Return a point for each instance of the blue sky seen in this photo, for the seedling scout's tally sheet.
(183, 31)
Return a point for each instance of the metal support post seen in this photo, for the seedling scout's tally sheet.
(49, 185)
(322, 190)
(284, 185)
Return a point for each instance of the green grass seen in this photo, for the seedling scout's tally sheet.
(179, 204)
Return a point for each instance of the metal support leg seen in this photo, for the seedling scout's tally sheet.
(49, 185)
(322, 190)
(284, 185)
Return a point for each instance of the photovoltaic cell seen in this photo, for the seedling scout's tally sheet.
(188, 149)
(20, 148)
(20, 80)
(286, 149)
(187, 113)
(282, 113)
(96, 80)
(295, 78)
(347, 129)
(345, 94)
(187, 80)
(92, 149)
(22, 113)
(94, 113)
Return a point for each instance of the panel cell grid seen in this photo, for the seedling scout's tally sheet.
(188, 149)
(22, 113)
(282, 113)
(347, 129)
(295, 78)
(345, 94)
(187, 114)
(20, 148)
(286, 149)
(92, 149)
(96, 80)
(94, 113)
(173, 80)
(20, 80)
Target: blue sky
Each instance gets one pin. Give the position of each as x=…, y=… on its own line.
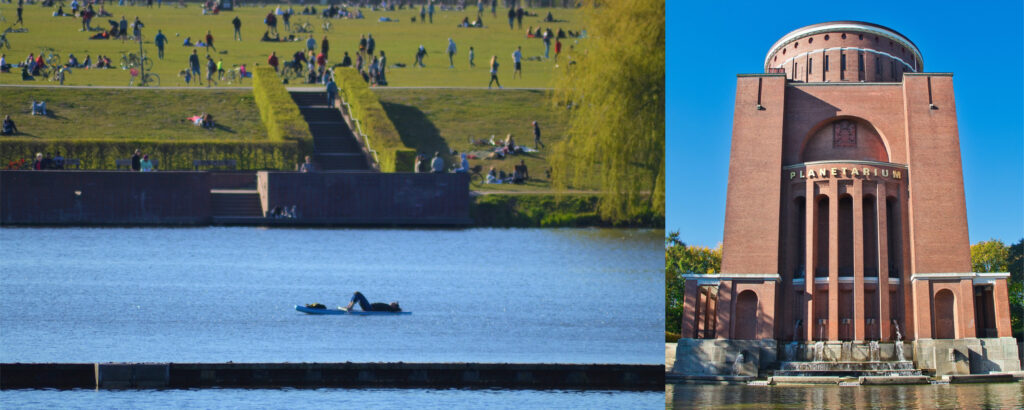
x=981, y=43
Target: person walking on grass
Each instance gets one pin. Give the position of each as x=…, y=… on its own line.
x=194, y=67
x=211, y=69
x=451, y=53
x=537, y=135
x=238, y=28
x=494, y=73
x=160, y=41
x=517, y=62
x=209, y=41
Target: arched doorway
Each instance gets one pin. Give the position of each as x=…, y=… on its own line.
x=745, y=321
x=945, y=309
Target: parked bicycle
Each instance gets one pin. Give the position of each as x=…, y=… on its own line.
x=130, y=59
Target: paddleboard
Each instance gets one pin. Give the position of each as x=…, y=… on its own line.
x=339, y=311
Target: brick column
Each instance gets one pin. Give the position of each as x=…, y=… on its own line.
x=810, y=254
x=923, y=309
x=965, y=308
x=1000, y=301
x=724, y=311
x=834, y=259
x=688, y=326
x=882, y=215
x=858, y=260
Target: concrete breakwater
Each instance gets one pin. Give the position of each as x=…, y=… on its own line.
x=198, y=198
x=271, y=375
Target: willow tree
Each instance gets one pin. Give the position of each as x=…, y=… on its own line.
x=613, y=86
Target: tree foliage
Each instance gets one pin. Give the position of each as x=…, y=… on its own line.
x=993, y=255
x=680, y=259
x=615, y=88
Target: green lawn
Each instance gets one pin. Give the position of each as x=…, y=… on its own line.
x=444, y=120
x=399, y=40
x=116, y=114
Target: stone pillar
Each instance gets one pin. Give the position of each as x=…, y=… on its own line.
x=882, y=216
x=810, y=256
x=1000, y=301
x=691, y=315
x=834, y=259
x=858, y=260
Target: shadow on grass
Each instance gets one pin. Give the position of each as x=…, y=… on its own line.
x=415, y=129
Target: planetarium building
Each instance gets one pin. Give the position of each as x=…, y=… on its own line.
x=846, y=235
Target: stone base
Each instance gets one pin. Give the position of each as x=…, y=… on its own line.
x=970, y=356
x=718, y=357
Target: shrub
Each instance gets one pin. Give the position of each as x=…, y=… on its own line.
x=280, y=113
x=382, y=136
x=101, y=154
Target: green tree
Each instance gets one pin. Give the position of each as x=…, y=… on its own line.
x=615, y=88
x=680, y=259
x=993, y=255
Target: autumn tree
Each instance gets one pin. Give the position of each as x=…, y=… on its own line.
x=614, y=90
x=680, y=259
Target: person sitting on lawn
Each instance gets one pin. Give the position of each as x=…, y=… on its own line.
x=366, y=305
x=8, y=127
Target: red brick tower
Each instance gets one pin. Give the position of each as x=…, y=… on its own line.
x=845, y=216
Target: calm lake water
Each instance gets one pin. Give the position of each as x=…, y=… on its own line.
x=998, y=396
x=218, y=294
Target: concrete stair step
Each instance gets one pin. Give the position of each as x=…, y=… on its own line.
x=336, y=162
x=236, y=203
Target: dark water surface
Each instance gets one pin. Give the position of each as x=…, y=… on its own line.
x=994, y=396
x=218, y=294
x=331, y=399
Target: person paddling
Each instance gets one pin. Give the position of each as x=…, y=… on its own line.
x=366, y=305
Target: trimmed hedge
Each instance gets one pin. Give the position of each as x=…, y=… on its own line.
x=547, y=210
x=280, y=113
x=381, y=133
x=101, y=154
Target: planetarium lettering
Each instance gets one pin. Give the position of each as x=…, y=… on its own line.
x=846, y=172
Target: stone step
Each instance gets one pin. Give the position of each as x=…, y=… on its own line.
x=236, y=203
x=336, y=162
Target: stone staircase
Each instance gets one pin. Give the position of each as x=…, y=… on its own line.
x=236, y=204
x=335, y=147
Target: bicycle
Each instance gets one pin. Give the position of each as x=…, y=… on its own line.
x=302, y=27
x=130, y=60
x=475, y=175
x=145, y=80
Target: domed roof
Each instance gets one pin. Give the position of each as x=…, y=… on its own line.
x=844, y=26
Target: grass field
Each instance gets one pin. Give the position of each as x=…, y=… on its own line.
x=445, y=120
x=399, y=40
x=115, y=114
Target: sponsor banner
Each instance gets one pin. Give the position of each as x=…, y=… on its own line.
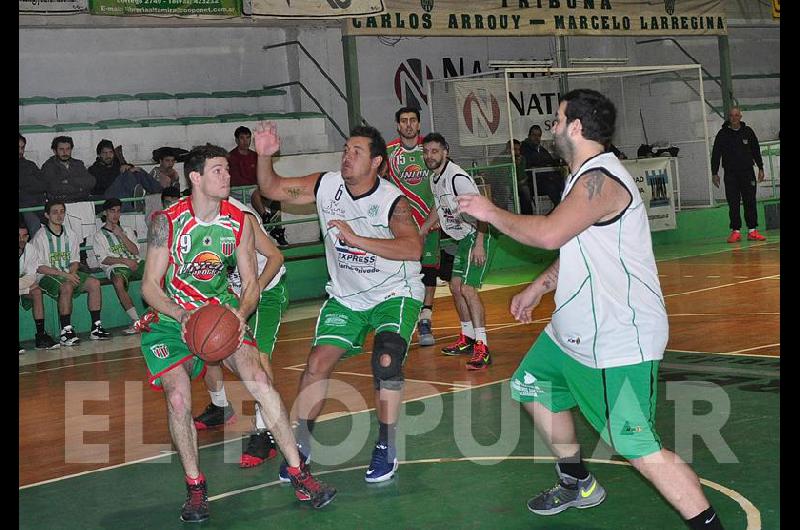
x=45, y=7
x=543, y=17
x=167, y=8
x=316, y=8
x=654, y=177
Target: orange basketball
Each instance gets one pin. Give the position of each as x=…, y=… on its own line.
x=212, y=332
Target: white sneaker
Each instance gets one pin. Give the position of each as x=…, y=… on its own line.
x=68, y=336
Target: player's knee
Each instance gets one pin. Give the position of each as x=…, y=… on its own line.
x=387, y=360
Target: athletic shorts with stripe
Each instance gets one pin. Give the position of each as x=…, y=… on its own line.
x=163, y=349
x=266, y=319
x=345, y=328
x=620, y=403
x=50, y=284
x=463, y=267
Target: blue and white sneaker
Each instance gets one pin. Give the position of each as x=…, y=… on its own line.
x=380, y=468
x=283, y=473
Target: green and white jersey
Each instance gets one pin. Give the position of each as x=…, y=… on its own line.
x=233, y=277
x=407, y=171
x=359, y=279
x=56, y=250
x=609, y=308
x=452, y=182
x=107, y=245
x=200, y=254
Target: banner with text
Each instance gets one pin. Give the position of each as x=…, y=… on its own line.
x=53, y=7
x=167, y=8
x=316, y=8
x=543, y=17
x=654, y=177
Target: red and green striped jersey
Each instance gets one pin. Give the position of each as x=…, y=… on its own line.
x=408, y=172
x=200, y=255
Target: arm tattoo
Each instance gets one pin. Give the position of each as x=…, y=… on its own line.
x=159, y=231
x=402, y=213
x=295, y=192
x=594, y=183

--

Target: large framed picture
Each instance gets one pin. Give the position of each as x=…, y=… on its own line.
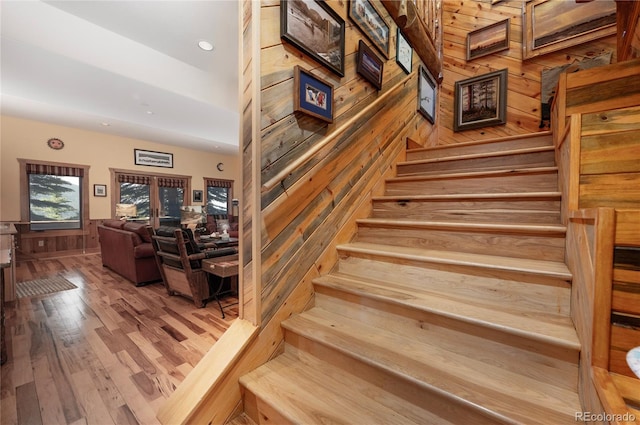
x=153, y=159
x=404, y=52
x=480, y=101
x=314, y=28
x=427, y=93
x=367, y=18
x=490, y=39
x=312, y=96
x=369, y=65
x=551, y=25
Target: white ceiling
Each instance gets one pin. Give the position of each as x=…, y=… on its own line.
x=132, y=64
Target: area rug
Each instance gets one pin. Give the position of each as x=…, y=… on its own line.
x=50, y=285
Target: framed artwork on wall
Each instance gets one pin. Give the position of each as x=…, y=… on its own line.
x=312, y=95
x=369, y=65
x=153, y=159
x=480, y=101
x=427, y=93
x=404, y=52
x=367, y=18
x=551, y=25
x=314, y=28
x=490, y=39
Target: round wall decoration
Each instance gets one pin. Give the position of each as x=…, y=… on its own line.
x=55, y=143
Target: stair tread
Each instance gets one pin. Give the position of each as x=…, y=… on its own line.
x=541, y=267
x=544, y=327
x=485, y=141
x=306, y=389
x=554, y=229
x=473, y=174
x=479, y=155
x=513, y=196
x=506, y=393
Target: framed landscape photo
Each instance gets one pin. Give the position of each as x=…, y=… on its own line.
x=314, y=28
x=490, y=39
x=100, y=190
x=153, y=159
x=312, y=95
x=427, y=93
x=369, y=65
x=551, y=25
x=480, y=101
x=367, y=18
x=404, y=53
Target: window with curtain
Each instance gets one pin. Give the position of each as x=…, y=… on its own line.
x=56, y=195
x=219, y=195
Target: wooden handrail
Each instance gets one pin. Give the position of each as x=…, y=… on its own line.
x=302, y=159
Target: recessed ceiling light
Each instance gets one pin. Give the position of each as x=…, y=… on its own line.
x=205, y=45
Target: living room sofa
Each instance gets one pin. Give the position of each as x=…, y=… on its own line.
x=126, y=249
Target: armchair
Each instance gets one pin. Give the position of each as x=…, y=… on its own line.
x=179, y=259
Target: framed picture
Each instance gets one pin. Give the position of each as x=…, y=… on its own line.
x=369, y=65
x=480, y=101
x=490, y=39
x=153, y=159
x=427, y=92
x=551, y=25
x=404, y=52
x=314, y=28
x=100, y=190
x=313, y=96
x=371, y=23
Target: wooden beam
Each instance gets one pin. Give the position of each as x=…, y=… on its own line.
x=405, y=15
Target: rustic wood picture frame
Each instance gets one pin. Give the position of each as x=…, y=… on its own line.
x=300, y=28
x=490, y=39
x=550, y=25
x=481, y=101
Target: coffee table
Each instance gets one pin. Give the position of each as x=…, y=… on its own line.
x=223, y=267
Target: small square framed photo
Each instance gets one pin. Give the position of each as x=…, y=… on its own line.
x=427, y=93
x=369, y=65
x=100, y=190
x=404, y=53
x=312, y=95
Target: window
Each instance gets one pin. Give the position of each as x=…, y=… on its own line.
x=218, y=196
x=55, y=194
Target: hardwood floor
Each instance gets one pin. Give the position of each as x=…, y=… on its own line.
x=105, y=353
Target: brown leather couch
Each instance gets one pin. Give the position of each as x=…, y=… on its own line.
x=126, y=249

# What the task asks
Find and copy each line above that includes the string "ceiling".

# Exercise solution
Target: white ceiling
Target: recessed ceiling light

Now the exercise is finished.